The series’ motif of playing “Stars and Stripes Forever” during Popeye’s climactic battle gets one of its more clever variations here, as Popeye slowly denudes the thief in time to the cartoon’s playful version of the march. The thief gets knocked back into the handcuffs of Wimpy, who’s still drooling over hamburgers and hadn’t even realized his charge had escaped.
Lesson: Popeye is a hero and a worthy adversary, but don’t let him get within a hundred yards of a pawnshop.
On a rating scale of 1 to 4 spinach cans, I give this cartoon:
The cartoon begins with Bluto running a ferry-boat and not exactly endearing himself to his customers. When Popeye and Olive’s car takes up the last of the space on the ferry, Bluto gets another car on board by ramming it into Popeye’s vehicle and squishing it like an accordion. When Wimpy tries to mooch a ferry ride, Bluto throws him into the water, and Popeye has to save him. Popeye vows to build a bridge across the river so he won’t have to endure Bluto’s high fare and obnoxious behavior.
Popeye’s is one slick bridge-building operation. High atop the uncompleted bridge, Olive cooks hamburgers and sends them one story down to Wimpy, who responds by sending up a hot rivet, which Popeye tap-dances into the proper beam. Who needs government workers?
Bluto sees Popeye’s success and of course has to thwart it. He climbs a ladder to the top of the bridge (now, how tall would a ladder like that have to be, anyway?) and sends Olive dangling from a girder, until Popeye uses a jackhammer as a pogo stick to reach Bluto and stop him.

◆ Extracted data ◆
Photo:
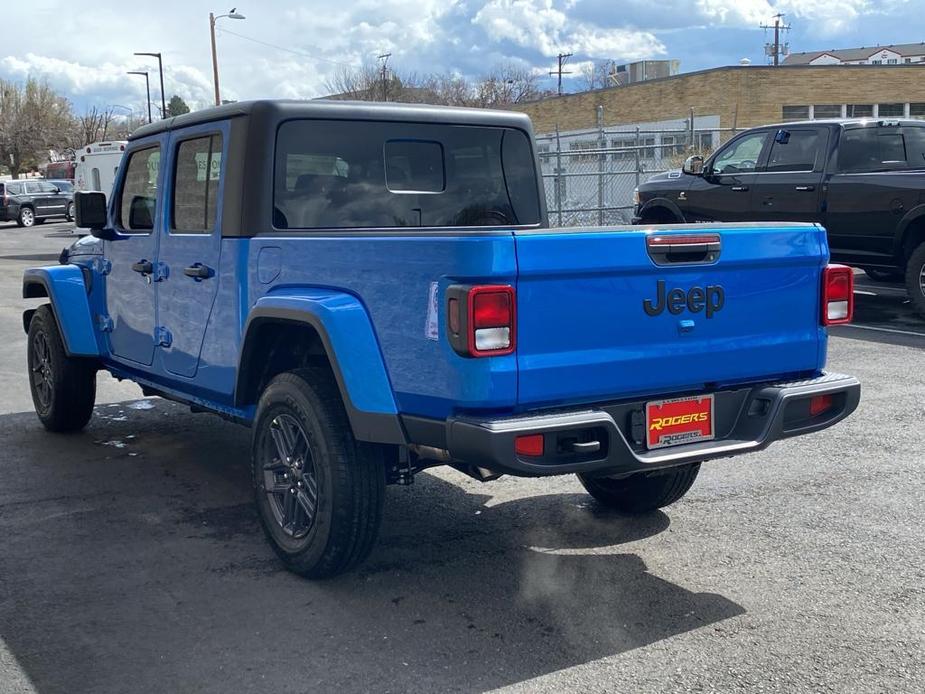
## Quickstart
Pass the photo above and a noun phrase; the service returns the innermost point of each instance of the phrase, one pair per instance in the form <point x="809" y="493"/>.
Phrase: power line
<point x="294" y="51"/>
<point x="563" y="57"/>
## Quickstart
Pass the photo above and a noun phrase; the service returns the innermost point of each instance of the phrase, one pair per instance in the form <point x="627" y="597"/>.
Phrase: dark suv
<point x="32" y="201"/>
<point x="864" y="180"/>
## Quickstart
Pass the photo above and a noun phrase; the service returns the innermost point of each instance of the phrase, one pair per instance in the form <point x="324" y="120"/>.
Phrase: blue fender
<point x="347" y="334"/>
<point x="64" y="285"/>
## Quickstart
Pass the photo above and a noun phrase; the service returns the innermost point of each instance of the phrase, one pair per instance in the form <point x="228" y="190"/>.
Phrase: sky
<point x="288" y="49"/>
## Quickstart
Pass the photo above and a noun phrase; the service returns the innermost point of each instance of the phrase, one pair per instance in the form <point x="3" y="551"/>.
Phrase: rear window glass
<point x="794" y="150"/>
<point x="871" y="149"/>
<point x="342" y="174"/>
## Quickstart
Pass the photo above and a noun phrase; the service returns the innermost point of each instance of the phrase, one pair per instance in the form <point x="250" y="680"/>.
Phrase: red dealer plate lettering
<point x="679" y="421"/>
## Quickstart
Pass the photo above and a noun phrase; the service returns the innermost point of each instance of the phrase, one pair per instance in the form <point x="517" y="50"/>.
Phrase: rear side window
<point x="794" y="150"/>
<point x="871" y="149"/>
<point x="343" y="174"/>
<point x="915" y="147"/>
<point x="138" y="200"/>
<point x="197" y="171"/>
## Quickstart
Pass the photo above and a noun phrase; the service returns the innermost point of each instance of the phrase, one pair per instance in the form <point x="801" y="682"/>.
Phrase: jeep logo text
<point x="695" y="300"/>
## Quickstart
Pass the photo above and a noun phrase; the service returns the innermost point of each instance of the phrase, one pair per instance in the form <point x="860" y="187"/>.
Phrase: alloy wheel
<point x="42" y="374"/>
<point x="289" y="476"/>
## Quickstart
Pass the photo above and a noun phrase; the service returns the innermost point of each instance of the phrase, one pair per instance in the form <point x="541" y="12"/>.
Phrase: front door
<point x="190" y="244"/>
<point x="789" y="186"/>
<point x="133" y="274"/>
<point x="724" y="192"/>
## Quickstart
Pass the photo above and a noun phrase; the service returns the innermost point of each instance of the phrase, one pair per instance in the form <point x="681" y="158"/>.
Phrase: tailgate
<point x="599" y="319"/>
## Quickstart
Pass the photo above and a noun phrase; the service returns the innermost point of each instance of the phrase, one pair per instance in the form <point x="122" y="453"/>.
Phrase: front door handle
<point x="198" y="271"/>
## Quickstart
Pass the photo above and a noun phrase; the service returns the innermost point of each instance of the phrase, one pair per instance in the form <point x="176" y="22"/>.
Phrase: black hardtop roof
<point x="846" y="122"/>
<point x="279" y="110"/>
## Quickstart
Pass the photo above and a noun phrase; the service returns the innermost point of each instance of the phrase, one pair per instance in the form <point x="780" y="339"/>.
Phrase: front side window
<point x="350" y="175"/>
<point x="741" y="156"/>
<point x="869" y="149"/>
<point x="138" y="198"/>
<point x="794" y="150"/>
<point x="197" y="171"/>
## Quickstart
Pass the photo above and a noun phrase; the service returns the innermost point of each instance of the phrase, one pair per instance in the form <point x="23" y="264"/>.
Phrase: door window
<point x="915" y="147"/>
<point x="869" y="149"/>
<point x="741" y="156"/>
<point x="197" y="171"/>
<point x="138" y="199"/>
<point x="794" y="150"/>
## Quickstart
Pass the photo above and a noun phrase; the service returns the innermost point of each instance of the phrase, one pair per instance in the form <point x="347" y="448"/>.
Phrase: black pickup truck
<point x="864" y="180"/>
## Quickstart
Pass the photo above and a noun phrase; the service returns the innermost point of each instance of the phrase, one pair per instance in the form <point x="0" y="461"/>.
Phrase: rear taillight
<point x="481" y="320"/>
<point x="837" y="295"/>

◆ Exercise objective ◆
Carry on the Popeye cartoon review from the point where it stops. Nothing in the rows is needed here.

◆ Exercise answer ◆
Bluto ends up laying waste to the entire bridge, until Popeye pulls out his can of you-know-what. He sends Bluto and his ferry crashing into a building, eats a second can of spinach (watch that digestion, Popeye!) to give him strength enough to turn a girder into a huge magnet, and then, in twenty seconds, rebuilds the entire bridge and has city-wide traffic flowing onto it.
And lastly, the big spinach question.
Okay, I gotta address this, ’cause I’ve had all I can stands and I can’t stands no more. For decades, the main theme of these cartoons is that Popeye is downtrodden by Bluto until he eats his spinach and saves the day. But if you knew that spinach could give you enough power to build a bridge across a river in twenty seconds, wouldn’t you be inclined to skip the formalities and just swallow the stuff right at the start? On one level, Popeye is a national hero, but let’s face it — on another level, he and Bluto were just macho members of their own Fight Club long before Brad Pitt was even in diapers.
That said, the cartoon is another triumph of skewed perspective for the Fleischers, who get their characters nonchalantly duking it out just a misstep away from certain death. Watching this one and A Dream Walking back-to-back makes you never want to go above the second story of any building ever again.
On a rating scale of 1 to 4 spinach cans, I give this cartoon:
After getting a major guilt trip upon seeing the caged animals at Olive Oyl’s Pet Shop, Popeye buys the lot of them and sets them all free. The only animal that doesn’t leave is a parrot, who conveys his thoughts about freedom to Popeye via the title tune.
A strange sense of melancholy permeates this cartoon, especially from the idea that usually-street-wise Popeye thinks he can help the animals by abandoning them in the street. It’s a sorry day when a talking parrot has more savvy than Popeye.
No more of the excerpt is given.